Exercise. Copy every record below exactly as written, but leave out the pictures.

Exercise data.
^^^^

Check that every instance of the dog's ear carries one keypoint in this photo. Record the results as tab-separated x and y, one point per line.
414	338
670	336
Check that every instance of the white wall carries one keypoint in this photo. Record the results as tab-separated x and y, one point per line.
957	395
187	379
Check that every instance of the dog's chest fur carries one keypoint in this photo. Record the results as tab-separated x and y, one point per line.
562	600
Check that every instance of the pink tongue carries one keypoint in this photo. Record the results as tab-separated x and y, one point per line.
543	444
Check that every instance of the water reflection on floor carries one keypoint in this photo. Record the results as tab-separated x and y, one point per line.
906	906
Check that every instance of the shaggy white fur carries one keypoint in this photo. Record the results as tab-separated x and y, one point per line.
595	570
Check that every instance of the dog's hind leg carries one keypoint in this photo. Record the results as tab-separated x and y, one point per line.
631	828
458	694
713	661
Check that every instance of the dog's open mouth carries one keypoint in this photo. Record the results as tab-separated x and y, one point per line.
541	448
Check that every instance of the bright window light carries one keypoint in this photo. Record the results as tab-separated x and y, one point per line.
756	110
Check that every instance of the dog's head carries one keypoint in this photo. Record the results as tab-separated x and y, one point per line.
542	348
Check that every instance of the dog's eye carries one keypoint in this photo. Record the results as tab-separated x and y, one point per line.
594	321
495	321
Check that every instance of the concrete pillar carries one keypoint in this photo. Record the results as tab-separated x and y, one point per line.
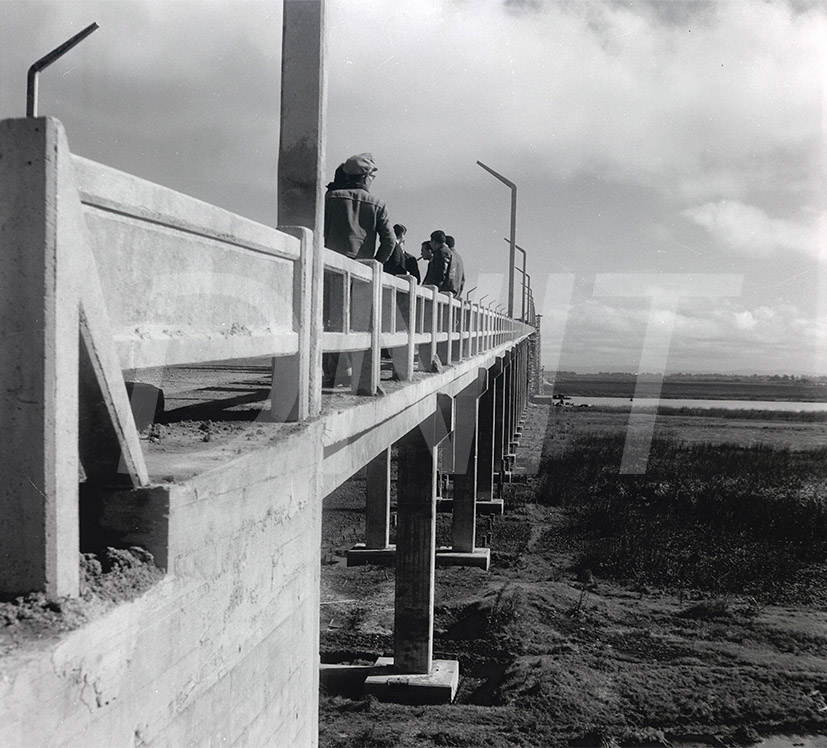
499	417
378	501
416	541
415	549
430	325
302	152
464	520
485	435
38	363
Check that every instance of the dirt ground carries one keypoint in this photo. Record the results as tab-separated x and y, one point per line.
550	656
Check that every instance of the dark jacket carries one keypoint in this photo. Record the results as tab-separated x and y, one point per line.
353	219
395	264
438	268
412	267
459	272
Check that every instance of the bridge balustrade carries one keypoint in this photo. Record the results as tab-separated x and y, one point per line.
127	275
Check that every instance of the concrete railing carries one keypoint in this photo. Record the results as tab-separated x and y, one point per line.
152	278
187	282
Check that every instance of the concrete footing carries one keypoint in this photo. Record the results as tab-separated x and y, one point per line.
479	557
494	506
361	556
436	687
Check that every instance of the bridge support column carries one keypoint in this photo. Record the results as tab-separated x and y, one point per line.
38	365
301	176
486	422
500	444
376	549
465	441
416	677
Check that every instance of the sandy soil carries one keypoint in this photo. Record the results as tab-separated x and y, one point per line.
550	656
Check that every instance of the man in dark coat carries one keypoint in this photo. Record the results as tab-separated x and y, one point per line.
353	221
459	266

^^^^

Answer space.
Check that every instance of the dog's ear carries one keypoint in this photo. Record the results as tab-separated x and y, one point per line.
414	338
670	336
Check that every instance of the white wall carries one keypoint in this photo. Record the results as tab-separated x and y, one point per line.
957	395
187	379
Check that every instance of the dog's chest fur carries one keypoint in this photo. Record the results as tab-separated x and y, one point per line.
562	600
Check that every instance of the pink tongue carries one keypoint in this photo. Record the results as tab-separated x and y, one point per line.
543	444
Check that every instance of the water reflection on floor carries one keypoint in this photo. Record the results as tab-separated x and y, one point per line.
906	906
Check that every instance of the shaggy white fur carries one keypoint in this photo. Record the results as tab-separated x and y, one point per line.
595	570
Check that every instance of the dog's hind leg carries one keypoint in this photo. Record the results as tab-separated x and y, one point per line.
631	828
458	694
713	661
Check that every instance of the dog's open mouth carries one keypoint in this photo. Record the results as tab-separated x and y, one point per line.
541	448
Check that every instance of the bright window light carries one keypoint in this photo. Record the results as tab-separated x and y, one point per line.
756	110
Check that every instance of the dog's head carries one keypoint in this photo. Record the results as tab-separated x and y, one point per line.
542	348
Check that every instance of the dog's eye carries one keypoint in this photo. Record the results as tab-separated x and y, one point per line.
594	321
495	321
Check that every instance of the concrete pillar carries one keypoint in this photo. Record the results as tab-separated x and y, one point per line.
499	417
378	501
416	541
415	549
430	325
302	152
464	520
485	435
38	363
Check that every instance of the dirt ground carries one keypoint in this photo. Record the results as tab-separated x and y, one point per line.
550	656
Check that every instance of the dark jacket carries one keypoint in this photo. Record the results as tab-separated x and y, one point per line.
353	219
395	264
438	268
412	267
459	272
Check that every instance of the bridge balustrade carries one keypoint in this photo. Record the results as tab-separated x and y, one point per line.
127	275
Check that every instance of the concrete railing carries one keypoint in this photo. Record the results as tab-separated x and y, one point per line.
152	278
187	282
Check that every instance of the concrete footing carries one keypoint in this photo. Record the results as tab-separated x and y, one point per line.
479	557
494	506
361	556
436	687
Check that every instance of the bridge support column carries one keypoint in this photo. Record the results as tab-separated x and y, one point per line.
38	365
301	176
486	422
500	444
376	549
465	441
416	677
Check that every instance of the sandy soil carries one keypoint in this photo. Record the results as tab-separated x and y, one point per line.
550	656
Check that every instance of the man in dark coat carries one keypoint in this photo. Record the results as tab-separated x and y, one point per line.
353	221
459	266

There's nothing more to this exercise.